ФРАГМЕНТ ДОКУМЕНТА ▸
◇ ◇ ◇ ◇ ◇
До розог не дошло, но память осталась.

«...я испытал ужасное чувство негодования, возмуще­ния и отвращения не только к Thomas, но и к тому наси­лию, которое он хотел употребить надо мной, — вспоминал Толстой. — Едва ли этот случай не был причиною того ужа­са и отвращения перед всякого рода насилием, которое ис­пытываю всю свою жизнь».

Находясь в чулане, мальчик воображал, как он сам на­кажет гувернера. «И St.-^rome упадет на колени, будет пла­кать и просить прощения». Но это было слабое утешение, как он впоследствии стал понимать. Оно не избавляло от ужаса и отвращения перед насилием, всяким насилием.

То же самое он испытывал, когда его пеленали. «Им ка­жется, что это нужно (т. е. чтоб я был связан), тогда как я знаю, что это не нужно». И когда режут козленка, и когда бьют солдата или крепостного, и когда запирают ребенка в чулан, все взрослые думают, что «это нужно». А Толстой с первых же проблесков сознания не думает, но твердо знает, что это «не нужно».

И потому вся так называемая взрослая жизнь Толс­того — это попытка доказать людям, что это «не нужно».

А вся цивилизация представлялась ему тем самым гусаром, что силой держал его на коленях и говорил взрослым что- то «важное». Говорил-то он, на самом деле, невозможные глупости. А совершал при этом самое страшное из преступ­лений.
◇ ◇ ◇ ◇ ◇
СПИСОК ЗАПИСЕЙ ▸

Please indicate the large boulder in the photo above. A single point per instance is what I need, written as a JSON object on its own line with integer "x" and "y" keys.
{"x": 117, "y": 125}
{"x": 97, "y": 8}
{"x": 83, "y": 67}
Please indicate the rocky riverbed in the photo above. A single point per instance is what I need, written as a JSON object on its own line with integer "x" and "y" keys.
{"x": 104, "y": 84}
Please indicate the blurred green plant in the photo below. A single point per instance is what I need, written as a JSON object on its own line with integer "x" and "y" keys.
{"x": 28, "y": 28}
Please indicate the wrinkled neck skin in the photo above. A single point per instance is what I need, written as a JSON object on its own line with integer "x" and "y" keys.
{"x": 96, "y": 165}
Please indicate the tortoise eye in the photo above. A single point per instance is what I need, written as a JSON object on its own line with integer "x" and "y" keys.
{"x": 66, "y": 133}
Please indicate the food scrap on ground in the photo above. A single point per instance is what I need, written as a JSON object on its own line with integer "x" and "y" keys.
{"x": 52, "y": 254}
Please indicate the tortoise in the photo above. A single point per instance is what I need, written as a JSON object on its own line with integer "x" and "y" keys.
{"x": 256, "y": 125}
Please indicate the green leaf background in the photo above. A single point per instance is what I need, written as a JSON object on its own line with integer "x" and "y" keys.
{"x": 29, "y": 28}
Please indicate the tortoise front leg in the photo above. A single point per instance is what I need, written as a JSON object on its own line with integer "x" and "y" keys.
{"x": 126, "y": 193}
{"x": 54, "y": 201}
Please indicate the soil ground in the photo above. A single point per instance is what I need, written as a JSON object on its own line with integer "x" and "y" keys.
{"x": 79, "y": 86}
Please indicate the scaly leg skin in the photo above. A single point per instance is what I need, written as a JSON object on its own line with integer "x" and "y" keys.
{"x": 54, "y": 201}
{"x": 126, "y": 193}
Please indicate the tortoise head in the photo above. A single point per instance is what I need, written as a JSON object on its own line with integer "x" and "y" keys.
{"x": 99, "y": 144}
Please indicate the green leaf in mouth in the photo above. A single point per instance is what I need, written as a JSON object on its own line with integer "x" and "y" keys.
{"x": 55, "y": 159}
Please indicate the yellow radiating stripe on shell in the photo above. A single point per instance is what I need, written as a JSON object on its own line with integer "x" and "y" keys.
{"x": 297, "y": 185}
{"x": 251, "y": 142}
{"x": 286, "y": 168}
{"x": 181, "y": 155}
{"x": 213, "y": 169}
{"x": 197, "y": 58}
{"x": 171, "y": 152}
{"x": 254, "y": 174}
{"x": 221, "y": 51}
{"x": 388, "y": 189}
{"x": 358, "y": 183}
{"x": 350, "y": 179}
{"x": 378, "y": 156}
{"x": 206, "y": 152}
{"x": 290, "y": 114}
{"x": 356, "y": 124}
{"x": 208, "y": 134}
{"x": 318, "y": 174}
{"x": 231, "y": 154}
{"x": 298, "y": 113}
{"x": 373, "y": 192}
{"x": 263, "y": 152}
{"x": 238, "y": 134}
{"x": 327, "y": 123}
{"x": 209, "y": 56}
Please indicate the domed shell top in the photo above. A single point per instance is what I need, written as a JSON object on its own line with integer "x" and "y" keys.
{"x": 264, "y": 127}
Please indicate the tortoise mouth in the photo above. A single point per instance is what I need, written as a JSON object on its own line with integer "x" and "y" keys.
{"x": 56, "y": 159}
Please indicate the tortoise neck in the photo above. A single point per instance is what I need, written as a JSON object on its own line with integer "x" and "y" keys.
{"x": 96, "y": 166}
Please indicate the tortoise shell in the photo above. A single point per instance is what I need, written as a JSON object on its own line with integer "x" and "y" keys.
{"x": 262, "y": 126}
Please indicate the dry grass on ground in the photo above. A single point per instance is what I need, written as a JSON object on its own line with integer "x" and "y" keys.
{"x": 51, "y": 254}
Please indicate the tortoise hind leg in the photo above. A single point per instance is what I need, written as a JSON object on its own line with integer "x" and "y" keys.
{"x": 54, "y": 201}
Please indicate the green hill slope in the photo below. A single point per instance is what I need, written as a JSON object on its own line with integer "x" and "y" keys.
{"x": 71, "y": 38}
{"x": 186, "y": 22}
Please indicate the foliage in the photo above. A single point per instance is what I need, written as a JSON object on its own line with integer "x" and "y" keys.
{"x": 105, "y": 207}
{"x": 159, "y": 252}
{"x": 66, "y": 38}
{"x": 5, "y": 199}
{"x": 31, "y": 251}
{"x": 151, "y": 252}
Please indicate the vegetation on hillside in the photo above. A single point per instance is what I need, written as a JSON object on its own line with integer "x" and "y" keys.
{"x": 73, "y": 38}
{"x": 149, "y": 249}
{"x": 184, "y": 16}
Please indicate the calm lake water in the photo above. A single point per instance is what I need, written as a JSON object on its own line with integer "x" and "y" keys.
◇ ◇ ◇ ◇ ◇
ЗАДАНИЯ ▸
A. Чем, согласно фрагменту о Толстом, представлялась ему вся цивилизация?
B. Перечислите все случаи из предложения, начинающегося словами «И когда режут козленка», о которых во фрагменте о Толстом сказано, что взрослые считают, будто «это нужно».
C. Перепишите из фрагмента о Толстом без изменений отрывок от слов «А вся цивилизация» до слов «страшное из преступ­лений.» включительно.

ОТВЕТЫ НА ЗАДАНИЯ ▸
A. Тем самым гусаром, что силой держал его на коленях и говорил взрослым что-то «важное».

B.
- Когда режут козленка.
- Когда бьют солдата или крепостного.
- Когда запирают ребенка в чулан.

C.
А вся цивилизация представлялась ему тем самым гусаром, что силой держал его на коленях и говорил взрослым что- то «важное». Говорил-то он, на самом деле, невозможные глупости. А совершал при этом самое страшное из преступ­лений.